Quoted passage.
People often believe that a person with many moles is at higher risk of developing skin cancer. The opposite also seems to be widely accepted: if you have normal, smooth skin, there’s no reason for you to get screened for skin cancer.
But, according to a new study featured in JAMA Dermatology, that’s far from true. Researchers have found that most people with melanoma – the most severe type of skin cancer – do not, in fact, have that many moles on their body.
The study’s principal researcher, Alan Charles Geller of the Harvard T.H. Chan School of Public Health, said that a lot of people think melanoma is “primarily a disease of very mole-y people or people with lots of unusual moles.”
That’s what makes the main takeaway of the study of even more importance: the fact that that doesn’t seem to be the case. For the study, 566 people who were recently diagnosed with melanoma in Michigan and California were examined.
After counting their moles and marking the ones that look particularly unusual, doctors found a surprising statistic. Roughly 66 percent of people presented anywhere between 0 to 20 moles, which is considered rather small among physicians.
Geller said the discovery was striking. As people aged, the trend grew even more pronounced, meaning that among people 60 years and older, only 19 percent had 20 or more moles.
According to previous research conducted by Geller, older white men had more odds of developing melanoma than other demographic groups.
Another common misconception was debunked by this study when researchers found that approximately 70 percent of the participants did not present unusual moles at all. In general, unusual moles are characterized by irregular borders, asymmetry, multiple colors and a size wider than a pencil’s eraser.

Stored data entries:
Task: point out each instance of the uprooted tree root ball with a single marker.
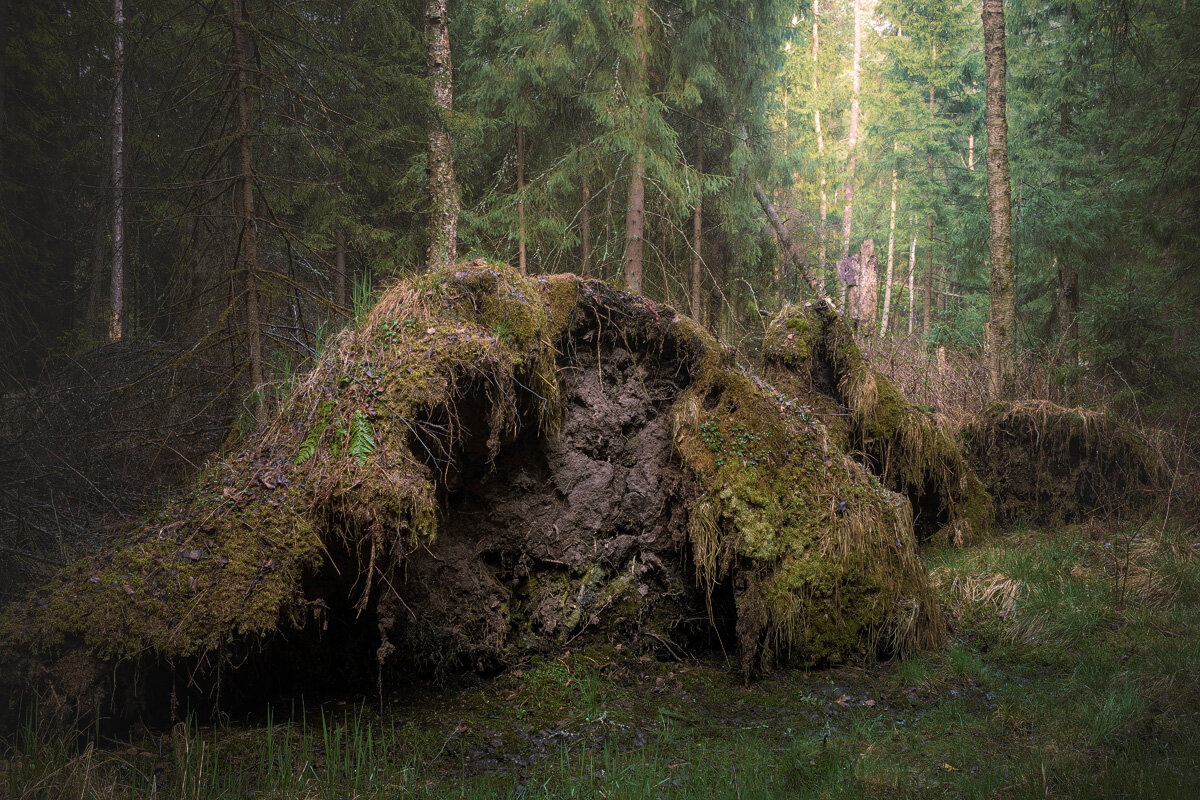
(1053, 464)
(490, 465)
(810, 353)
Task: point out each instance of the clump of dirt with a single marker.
(491, 465)
(810, 354)
(1053, 464)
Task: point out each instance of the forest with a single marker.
(643, 398)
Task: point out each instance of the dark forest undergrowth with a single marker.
(1069, 673)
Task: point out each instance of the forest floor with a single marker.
(1072, 672)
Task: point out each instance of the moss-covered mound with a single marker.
(1051, 464)
(810, 354)
(487, 465)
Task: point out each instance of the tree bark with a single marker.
(117, 290)
(852, 140)
(912, 280)
(94, 324)
(635, 205)
(696, 228)
(928, 300)
(4, 76)
(586, 235)
(244, 193)
(892, 247)
(1000, 204)
(1067, 313)
(822, 232)
(785, 242)
(521, 251)
(443, 191)
(340, 266)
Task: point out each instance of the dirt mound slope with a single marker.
(1053, 464)
(810, 354)
(489, 465)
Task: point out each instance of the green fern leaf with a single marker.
(361, 438)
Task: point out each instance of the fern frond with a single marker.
(361, 438)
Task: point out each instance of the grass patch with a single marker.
(1071, 674)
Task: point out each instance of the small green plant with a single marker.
(361, 438)
(503, 331)
(309, 446)
(363, 299)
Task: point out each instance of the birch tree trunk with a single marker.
(443, 191)
(816, 126)
(117, 292)
(852, 139)
(1000, 204)
(892, 247)
(244, 193)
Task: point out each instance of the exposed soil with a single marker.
(583, 531)
(1051, 464)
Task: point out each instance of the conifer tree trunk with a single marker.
(1000, 204)
(912, 280)
(93, 323)
(635, 205)
(586, 234)
(892, 247)
(4, 74)
(696, 227)
(244, 191)
(521, 252)
(928, 301)
(340, 266)
(443, 191)
(117, 293)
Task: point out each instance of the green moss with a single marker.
(811, 535)
(911, 453)
(822, 555)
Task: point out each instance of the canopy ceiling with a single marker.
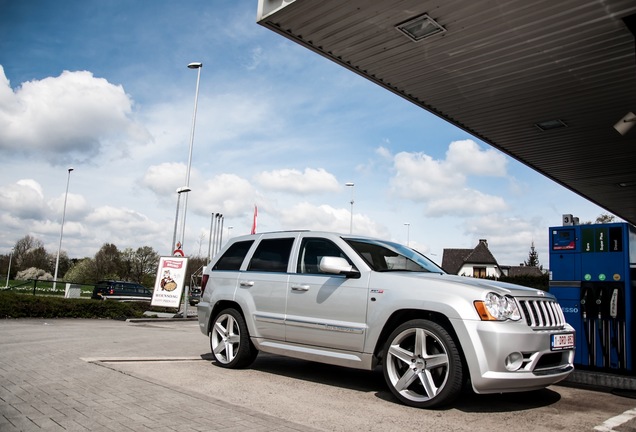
(498, 70)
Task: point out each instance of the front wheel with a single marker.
(230, 340)
(422, 365)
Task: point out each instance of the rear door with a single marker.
(264, 285)
(325, 310)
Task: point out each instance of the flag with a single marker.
(254, 221)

Exercise objective. Please give the number of recently diagnosed melanoma patients the study in the melanoma article examined. The stored data entries aren't needed for this.

Exercise output. 566 people